OBJECTIVE
Copy the lines below exactly as they appear, leaving out the pictures.

EXERCISE INPUTS
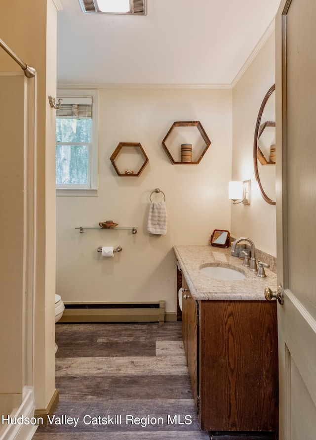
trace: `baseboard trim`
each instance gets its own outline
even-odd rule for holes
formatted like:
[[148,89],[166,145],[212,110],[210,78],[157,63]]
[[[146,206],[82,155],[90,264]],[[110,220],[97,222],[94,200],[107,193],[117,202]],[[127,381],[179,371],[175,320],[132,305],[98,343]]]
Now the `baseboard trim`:
[[[28,419],[33,422],[34,407],[33,389],[27,389],[23,401],[20,407],[13,410],[10,414],[10,417],[17,419],[23,417],[25,420]],[[3,425],[3,428],[0,430],[0,440],[31,440],[37,427],[37,425],[32,423],[9,425],[6,423]]]
[[[59,323],[165,321],[165,301],[143,303],[67,303]],[[172,320],[168,319],[168,320]]]
[[59,401],[59,390],[57,389],[49,401],[49,403],[46,408],[43,409],[36,409],[34,411],[34,417],[38,418],[39,420],[42,420],[42,423],[40,423],[40,425],[46,425],[48,422],[47,416],[52,417],[54,412]]
[[177,313],[176,312],[167,311],[164,314],[164,320],[167,321],[177,321]]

SOLUTION
trace: `baseboard trim`
each instance gets its own outline
even-odd rule for holes
formatted like:
[[148,89],[166,145],[212,110],[210,78],[157,63]]
[[[146,206],[82,155],[90,264]],[[110,220],[97,222],[94,200],[107,193],[117,202]],[[127,381],[179,371],[175,320],[132,305],[98,343]]]
Now the `baseboard trim`:
[[[28,419],[33,422],[34,407],[33,389],[27,389],[23,401],[20,407],[13,410],[10,414],[10,417],[17,419],[23,417],[25,420]],[[3,425],[3,428],[0,430],[0,440],[31,440],[37,427],[37,425],[32,423],[9,425],[6,423]]]
[[[59,323],[165,321],[165,301],[143,303],[67,303]],[[172,320],[168,319],[168,320]]]
[[59,401],[59,390],[57,389],[49,401],[49,403],[46,408],[43,409],[36,409],[34,411],[34,417],[38,418],[39,420],[42,420],[42,423],[40,423],[40,425],[46,425],[48,422],[47,416],[52,417],[54,412]]
[[177,313],[176,312],[167,311],[164,314],[164,320],[167,321],[177,321]]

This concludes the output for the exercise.